Text to read =>

--*--

# Firefox 3 vs. Google Chrome (speedtest.net)



## Mitch?

After doing three tests (alternating, Chrome, FF, Chrome, FF) and taking the averages, here are the results :
Download Speed Test (kb/s)
----------1----2----3
Chrome-8065-8192-8011
FireFox-9611-9712-9631

Upload Speed Test (kb/s)
----------1----2----3
Chrome--488--490--484
FireFox--489--481--493

Averages (download, upload in kbs)
Chrome = 8089.33, 487.33
Firefox  = 9651.33, 487.67

Does anyone know enough about Chrome to tell me why i get a 1.6mb/s difference??


----------



## chibicitiberiu

Google Chrome is not the final product yet. It is just a beta. 
I tried it, YouTube is not working and I simply refuse to use beta software, so I'll wait until the final product will come out.


----------



## Mitch?

Yeah i know it's beta 
one of the best things bout beta is being able to point out issues.
a 10% download speed difference is an issue


----------



## Motoxrdude

Try and download a file from a website and see if it downloads at normal speeds. Speedtest isn't always reliable.

--*--

Extracted records =>

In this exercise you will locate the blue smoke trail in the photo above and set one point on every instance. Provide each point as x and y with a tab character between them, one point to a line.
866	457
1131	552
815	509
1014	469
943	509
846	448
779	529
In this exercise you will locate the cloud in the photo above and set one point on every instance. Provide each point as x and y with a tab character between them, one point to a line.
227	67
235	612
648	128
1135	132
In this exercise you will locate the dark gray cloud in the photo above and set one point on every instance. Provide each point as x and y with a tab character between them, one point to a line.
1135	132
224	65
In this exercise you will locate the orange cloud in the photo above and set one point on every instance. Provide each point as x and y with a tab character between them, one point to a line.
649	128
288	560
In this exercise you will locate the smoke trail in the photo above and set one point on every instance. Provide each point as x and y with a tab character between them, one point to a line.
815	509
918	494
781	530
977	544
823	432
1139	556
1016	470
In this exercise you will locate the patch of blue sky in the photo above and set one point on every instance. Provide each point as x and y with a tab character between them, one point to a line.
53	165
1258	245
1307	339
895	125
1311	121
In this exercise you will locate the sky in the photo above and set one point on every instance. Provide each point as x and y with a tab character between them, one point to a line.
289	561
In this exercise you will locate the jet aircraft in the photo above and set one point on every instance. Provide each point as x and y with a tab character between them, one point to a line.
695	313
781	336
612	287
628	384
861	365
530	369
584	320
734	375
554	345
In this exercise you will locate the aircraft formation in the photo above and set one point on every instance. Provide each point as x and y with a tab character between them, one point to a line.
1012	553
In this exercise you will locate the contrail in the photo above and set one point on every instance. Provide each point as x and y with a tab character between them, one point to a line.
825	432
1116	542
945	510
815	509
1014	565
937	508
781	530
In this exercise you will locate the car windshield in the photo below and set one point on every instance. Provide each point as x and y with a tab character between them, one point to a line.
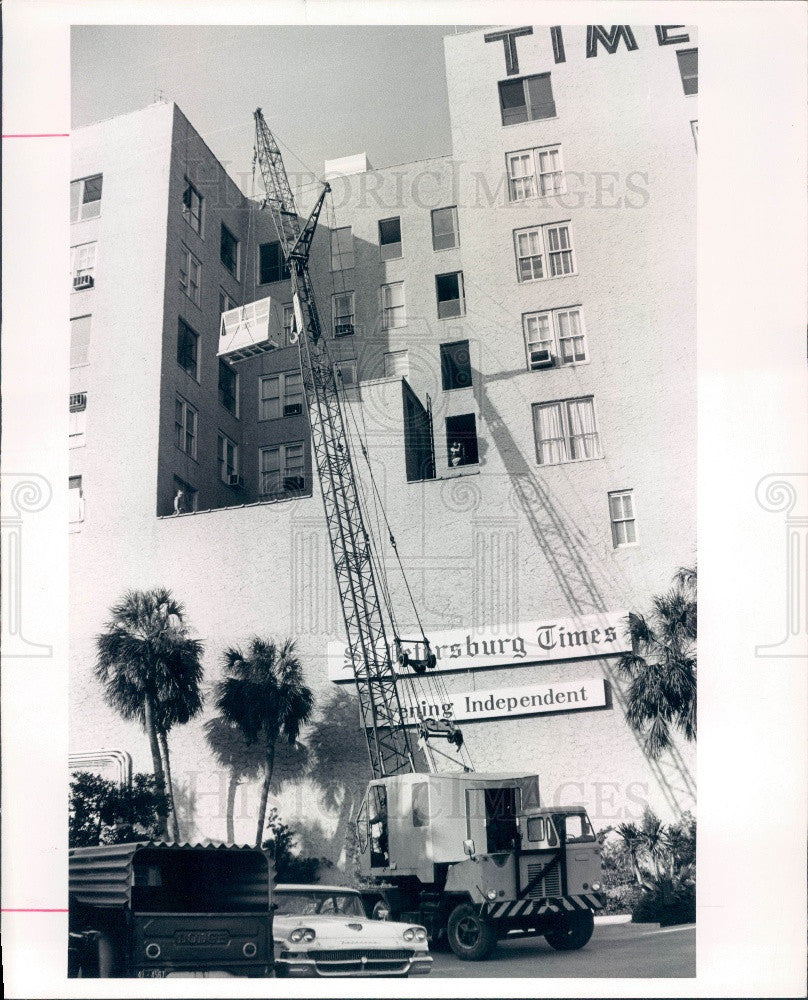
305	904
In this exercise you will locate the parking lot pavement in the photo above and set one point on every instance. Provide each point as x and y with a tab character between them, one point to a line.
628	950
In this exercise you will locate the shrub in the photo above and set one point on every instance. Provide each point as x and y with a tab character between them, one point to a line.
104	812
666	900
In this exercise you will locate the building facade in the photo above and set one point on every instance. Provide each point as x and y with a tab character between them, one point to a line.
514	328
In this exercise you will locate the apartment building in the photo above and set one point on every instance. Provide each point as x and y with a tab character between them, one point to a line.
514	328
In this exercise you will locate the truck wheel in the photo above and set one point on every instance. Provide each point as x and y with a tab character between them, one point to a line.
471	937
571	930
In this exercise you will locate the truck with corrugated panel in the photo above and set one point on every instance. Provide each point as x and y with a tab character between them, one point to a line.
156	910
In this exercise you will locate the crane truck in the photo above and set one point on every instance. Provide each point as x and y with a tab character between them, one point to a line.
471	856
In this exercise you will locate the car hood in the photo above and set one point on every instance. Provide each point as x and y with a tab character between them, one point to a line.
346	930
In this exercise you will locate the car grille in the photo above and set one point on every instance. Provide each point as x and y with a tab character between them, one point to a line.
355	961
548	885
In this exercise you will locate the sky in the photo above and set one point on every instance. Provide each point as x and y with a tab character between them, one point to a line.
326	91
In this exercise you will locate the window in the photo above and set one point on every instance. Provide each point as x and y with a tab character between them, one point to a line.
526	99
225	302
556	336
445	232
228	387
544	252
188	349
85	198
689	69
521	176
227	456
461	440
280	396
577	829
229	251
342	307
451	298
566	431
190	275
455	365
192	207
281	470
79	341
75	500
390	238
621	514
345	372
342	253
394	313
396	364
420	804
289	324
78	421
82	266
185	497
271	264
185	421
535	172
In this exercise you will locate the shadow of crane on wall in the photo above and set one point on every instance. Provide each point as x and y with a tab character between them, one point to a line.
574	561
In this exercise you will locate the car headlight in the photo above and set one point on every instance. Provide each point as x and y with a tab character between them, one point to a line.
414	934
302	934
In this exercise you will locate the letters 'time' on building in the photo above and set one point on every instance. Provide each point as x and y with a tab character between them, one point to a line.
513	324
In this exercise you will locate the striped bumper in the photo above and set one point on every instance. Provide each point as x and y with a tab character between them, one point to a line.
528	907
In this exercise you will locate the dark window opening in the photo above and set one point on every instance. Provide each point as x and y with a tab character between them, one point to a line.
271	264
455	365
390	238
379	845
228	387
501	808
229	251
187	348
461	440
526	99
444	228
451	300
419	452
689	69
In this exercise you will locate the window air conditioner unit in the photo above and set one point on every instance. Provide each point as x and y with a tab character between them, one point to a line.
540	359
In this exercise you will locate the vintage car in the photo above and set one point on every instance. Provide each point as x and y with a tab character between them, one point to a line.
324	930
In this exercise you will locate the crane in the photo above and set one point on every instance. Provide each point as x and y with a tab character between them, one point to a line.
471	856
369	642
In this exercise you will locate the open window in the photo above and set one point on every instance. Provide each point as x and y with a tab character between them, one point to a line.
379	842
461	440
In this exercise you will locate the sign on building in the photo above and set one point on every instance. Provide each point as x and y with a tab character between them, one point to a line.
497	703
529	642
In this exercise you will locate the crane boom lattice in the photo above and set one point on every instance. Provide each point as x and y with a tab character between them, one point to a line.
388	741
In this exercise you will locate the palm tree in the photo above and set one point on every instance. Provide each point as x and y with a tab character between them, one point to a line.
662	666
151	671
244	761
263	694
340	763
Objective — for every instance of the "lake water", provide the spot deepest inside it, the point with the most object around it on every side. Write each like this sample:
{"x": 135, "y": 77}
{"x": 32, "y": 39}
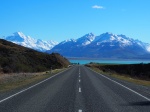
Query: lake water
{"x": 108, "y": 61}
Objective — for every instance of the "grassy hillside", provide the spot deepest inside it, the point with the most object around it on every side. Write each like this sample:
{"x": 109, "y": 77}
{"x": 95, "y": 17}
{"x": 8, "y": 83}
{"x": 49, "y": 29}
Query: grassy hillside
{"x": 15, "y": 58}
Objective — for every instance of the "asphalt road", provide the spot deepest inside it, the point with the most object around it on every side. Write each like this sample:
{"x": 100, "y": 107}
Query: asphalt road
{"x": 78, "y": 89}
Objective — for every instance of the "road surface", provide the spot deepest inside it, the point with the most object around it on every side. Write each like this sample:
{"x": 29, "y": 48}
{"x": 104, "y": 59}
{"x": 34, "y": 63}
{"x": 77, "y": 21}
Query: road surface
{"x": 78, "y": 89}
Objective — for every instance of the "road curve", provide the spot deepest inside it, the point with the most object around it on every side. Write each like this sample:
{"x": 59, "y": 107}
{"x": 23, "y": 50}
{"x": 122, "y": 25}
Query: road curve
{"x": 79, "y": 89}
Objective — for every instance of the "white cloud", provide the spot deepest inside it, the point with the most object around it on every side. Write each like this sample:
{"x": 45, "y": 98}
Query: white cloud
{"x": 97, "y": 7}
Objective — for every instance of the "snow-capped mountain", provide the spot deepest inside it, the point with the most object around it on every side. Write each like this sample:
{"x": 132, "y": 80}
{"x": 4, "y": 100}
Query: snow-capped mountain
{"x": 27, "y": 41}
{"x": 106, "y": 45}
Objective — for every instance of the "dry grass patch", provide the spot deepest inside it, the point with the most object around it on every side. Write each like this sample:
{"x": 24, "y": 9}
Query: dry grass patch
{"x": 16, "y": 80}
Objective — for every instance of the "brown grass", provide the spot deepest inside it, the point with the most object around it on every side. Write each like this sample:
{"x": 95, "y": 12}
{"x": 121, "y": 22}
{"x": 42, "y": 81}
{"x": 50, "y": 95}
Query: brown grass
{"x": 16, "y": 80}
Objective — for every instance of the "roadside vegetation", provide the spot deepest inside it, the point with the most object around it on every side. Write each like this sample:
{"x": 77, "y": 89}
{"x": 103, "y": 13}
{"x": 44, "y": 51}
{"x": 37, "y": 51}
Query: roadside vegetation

--*--

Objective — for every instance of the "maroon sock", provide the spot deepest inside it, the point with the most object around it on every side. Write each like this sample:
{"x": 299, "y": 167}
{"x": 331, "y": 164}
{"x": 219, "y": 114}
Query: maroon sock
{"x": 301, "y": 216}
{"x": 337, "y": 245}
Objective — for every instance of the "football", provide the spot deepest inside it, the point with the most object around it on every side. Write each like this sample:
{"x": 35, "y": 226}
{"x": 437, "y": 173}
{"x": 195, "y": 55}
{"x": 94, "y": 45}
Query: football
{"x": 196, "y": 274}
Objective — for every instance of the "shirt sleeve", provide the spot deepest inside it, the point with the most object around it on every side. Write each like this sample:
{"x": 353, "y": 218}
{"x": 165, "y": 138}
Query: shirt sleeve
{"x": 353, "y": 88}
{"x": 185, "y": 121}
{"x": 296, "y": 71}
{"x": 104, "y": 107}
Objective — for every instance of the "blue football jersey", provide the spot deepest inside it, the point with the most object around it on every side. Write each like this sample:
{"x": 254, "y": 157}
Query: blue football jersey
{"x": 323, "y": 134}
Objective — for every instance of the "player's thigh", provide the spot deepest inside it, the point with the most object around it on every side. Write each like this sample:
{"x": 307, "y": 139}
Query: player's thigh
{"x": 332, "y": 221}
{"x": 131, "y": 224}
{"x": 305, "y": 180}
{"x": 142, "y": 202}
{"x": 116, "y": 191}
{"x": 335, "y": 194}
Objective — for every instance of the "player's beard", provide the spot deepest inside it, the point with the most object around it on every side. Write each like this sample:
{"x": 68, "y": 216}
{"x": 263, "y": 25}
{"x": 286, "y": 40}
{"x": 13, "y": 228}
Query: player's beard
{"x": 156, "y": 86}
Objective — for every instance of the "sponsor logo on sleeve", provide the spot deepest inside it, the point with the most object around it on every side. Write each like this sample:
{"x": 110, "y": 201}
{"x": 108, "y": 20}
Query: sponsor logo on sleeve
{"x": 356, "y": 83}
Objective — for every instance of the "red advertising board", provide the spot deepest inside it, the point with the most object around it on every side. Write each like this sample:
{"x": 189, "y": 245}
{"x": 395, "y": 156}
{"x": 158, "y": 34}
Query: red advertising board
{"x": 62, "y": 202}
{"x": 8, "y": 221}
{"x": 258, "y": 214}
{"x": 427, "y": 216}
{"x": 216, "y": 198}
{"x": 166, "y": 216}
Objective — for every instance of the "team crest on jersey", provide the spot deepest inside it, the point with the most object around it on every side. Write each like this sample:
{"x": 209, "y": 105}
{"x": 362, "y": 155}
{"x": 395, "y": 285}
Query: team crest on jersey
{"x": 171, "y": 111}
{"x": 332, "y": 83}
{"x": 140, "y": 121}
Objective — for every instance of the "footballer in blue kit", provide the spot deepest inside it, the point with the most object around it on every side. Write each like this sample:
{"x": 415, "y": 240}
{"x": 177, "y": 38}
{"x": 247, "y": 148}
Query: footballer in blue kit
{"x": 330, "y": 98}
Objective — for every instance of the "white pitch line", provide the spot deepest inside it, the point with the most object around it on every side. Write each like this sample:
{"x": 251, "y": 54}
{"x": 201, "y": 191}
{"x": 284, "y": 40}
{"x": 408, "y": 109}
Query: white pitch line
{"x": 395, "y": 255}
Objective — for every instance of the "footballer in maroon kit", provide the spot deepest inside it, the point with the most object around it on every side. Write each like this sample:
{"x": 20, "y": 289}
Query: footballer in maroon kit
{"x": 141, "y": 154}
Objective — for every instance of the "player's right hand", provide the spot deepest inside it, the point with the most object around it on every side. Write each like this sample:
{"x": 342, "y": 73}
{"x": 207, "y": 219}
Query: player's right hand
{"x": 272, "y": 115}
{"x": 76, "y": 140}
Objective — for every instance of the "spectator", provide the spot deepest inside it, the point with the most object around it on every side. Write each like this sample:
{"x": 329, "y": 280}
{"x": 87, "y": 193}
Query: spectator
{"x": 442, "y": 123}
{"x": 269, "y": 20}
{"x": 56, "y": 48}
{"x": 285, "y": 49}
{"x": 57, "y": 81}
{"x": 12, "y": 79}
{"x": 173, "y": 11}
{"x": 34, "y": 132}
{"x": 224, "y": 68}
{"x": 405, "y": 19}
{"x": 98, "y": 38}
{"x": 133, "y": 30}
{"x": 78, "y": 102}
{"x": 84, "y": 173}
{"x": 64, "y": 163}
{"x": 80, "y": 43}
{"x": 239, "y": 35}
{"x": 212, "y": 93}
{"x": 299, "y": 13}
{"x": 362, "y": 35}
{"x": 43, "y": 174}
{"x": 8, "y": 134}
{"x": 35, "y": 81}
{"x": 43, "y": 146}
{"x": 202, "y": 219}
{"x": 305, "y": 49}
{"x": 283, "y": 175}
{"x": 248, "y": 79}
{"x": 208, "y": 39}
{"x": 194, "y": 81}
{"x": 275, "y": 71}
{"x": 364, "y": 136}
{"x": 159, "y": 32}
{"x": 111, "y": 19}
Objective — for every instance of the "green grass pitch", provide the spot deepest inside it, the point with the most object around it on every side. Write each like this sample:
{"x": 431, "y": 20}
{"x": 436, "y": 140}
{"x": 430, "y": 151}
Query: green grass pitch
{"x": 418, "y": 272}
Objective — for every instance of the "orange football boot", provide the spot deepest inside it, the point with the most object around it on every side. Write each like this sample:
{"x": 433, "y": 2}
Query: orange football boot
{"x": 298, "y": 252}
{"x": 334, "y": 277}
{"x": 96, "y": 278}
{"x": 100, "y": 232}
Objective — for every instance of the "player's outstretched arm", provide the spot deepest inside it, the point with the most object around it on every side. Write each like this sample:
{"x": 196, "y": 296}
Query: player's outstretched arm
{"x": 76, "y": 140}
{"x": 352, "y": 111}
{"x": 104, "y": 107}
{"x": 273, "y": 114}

--*--

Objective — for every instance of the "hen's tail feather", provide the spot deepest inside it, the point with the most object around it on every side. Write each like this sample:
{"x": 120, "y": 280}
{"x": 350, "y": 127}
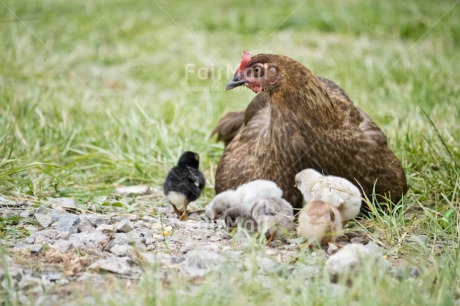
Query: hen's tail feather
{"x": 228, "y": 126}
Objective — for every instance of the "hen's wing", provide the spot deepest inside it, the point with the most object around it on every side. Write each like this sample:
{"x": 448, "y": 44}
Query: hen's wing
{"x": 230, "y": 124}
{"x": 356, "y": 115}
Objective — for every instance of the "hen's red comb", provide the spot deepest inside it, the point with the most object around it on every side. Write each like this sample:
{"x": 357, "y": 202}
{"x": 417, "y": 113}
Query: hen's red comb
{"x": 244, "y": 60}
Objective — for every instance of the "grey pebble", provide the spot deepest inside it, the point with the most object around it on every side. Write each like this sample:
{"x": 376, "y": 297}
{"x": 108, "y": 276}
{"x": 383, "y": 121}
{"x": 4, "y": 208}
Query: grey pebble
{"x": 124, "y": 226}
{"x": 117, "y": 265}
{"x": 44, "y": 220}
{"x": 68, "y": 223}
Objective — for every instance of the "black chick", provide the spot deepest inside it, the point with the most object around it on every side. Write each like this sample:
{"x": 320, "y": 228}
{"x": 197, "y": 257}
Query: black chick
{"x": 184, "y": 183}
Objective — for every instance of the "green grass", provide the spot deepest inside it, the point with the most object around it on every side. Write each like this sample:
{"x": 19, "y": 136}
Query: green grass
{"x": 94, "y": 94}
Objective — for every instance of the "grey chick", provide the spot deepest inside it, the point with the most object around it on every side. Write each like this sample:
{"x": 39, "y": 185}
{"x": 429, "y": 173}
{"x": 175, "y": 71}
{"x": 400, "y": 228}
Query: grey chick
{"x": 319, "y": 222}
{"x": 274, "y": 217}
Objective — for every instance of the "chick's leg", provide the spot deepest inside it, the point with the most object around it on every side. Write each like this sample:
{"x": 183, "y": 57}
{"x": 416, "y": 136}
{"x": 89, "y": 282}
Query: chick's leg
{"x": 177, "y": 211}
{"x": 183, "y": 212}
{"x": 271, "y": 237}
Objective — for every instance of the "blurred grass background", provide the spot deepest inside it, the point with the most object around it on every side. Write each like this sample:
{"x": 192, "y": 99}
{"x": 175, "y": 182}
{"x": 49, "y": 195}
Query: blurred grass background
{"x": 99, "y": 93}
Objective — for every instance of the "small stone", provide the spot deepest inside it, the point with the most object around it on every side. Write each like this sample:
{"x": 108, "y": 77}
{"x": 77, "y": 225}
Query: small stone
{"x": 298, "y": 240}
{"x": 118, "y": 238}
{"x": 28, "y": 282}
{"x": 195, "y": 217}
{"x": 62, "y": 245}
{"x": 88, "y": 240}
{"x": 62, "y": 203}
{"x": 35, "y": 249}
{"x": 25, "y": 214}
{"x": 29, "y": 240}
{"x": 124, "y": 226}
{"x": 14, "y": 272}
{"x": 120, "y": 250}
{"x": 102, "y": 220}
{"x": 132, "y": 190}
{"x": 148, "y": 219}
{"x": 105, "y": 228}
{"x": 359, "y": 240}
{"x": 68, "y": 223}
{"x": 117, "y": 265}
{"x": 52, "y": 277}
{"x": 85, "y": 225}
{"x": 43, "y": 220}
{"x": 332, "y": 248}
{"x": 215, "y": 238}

--*--

Aim of the task =>
Decide whether each statement below agrees with the forum thread comparing Firefox 3 and Google Chrome. For each one, answer yes or no and quote the words of the thread that decide it.
(a) The speed tests were run alternately in Chrome and Firefox.
(b) The second poster reports that YouTube works in Chrome.
(c) The last reply suggests downloading a file from a website to check the speed.

Solution for this problem =>
(a) Yes: "alternating, Chrome, FF, Chrome, FF"
(b) No: "YouTube is not working"
(c) Yes: "Try and download a file from a website and see if it downloads at normal speeds."